**Passage to read:**
----------------------------------------

Multi-omic Integration of Serum Proteins and Metabolites Reveals Distinct Molecular Signatures Associated With Clinical, Patient-reported, and Imaging Measures in Multiple Sclerosis
Fatemeh Siavoshi1, Matthew Smith1, blake Dewey1, Keenan Walker2, Elias Sotirchos1, Shiv Saidha1, Kathryn Fitzgerald1, Ellen Mowry1, Peter Calabresi1, Pavan Bhargava1
1Johns Hopkins University, 2National Institutes of Health
Objective:
To identify shared blood-based molecular signatures linking serum metabolomics and proteomics with clinical disability, patient-reported outcomes, and neuroimaging markers in multiple sclerosis (MS), providing mechanistic insight into pathways underlying disease severity.

----------------------------------------

**Provided information:**
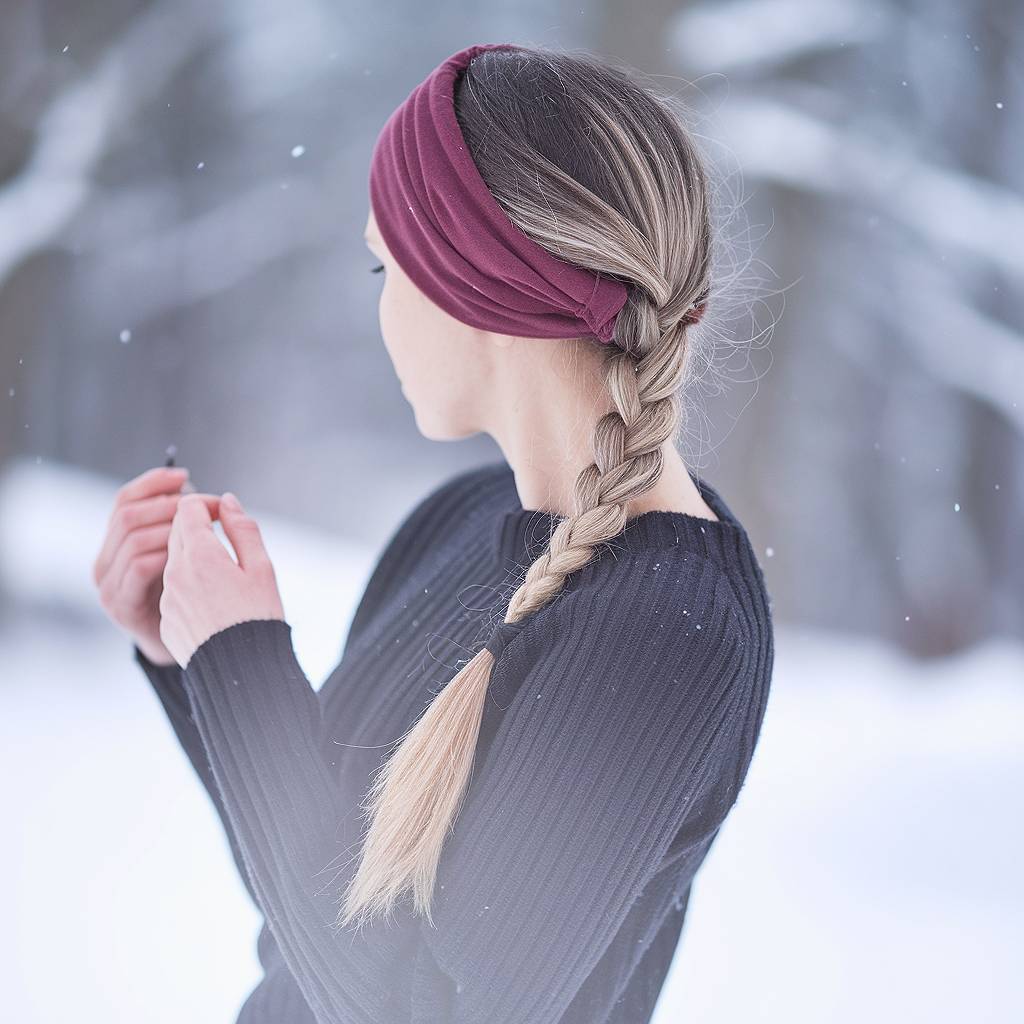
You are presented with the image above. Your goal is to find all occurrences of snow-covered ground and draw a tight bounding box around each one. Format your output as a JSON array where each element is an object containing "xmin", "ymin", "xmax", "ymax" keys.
[{"xmin": 0, "ymin": 464, "xmax": 1024, "ymax": 1024}]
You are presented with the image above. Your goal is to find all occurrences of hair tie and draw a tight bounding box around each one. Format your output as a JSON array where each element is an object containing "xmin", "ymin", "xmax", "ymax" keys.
[{"xmin": 370, "ymin": 43, "xmax": 628, "ymax": 343}]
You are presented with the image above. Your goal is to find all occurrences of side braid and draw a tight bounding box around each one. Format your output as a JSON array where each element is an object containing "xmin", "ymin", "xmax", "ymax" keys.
[
  {"xmin": 336, "ymin": 47, "xmax": 712, "ymax": 928},
  {"xmin": 505, "ymin": 295, "xmax": 688, "ymax": 623}
]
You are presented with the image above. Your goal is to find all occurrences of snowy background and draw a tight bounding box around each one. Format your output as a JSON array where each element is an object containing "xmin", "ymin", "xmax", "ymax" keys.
[{"xmin": 0, "ymin": 0, "xmax": 1024, "ymax": 1024}]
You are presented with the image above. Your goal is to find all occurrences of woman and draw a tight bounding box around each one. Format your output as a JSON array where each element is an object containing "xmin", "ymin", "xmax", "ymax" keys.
[{"xmin": 96, "ymin": 44, "xmax": 773, "ymax": 1024}]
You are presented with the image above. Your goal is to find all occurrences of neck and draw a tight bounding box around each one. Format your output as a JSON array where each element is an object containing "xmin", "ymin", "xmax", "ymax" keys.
[{"xmin": 483, "ymin": 339, "xmax": 715, "ymax": 518}]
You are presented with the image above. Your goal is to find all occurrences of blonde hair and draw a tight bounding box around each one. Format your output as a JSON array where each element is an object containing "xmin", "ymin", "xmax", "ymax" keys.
[{"xmin": 337, "ymin": 48, "xmax": 712, "ymax": 927}]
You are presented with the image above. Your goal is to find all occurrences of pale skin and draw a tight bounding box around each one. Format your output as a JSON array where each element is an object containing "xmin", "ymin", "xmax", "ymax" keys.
[
  {"xmin": 364, "ymin": 209, "xmax": 717, "ymax": 519},
  {"xmin": 92, "ymin": 210, "xmax": 716, "ymax": 667}
]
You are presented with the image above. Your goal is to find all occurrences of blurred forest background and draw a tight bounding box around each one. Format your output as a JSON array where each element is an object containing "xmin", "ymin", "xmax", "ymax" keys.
[
  {"xmin": 0, "ymin": 0, "xmax": 1024, "ymax": 655},
  {"xmin": 0, "ymin": 6, "xmax": 1024, "ymax": 1024}
]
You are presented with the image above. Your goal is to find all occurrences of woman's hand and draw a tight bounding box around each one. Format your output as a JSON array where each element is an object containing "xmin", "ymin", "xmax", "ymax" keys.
[
  {"xmin": 160, "ymin": 492, "xmax": 285, "ymax": 668},
  {"xmin": 92, "ymin": 466, "xmax": 220, "ymax": 665}
]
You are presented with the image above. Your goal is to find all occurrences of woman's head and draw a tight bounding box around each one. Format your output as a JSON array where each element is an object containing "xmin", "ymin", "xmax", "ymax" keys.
[
  {"xmin": 366, "ymin": 47, "xmax": 711, "ymax": 443},
  {"xmin": 341, "ymin": 47, "xmax": 712, "ymax": 923}
]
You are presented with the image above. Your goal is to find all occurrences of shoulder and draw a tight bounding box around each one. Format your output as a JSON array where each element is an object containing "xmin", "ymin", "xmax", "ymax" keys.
[{"xmin": 343, "ymin": 460, "xmax": 514, "ymax": 653}]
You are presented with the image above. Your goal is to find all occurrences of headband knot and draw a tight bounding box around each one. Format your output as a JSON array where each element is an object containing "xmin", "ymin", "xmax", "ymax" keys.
[{"xmin": 370, "ymin": 43, "xmax": 629, "ymax": 344}]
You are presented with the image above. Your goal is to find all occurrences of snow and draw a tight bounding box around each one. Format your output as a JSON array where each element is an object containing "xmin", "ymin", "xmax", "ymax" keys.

----------------------------------------

**Work request:**
In the multiple sclerosis abstract, which two types of serum data does the objective link to clinical disability, patient-reported outcomes, and neuroimaging markers? The records have no connection to the text.

**Written answer:**
Serum metabolomics and proteomics.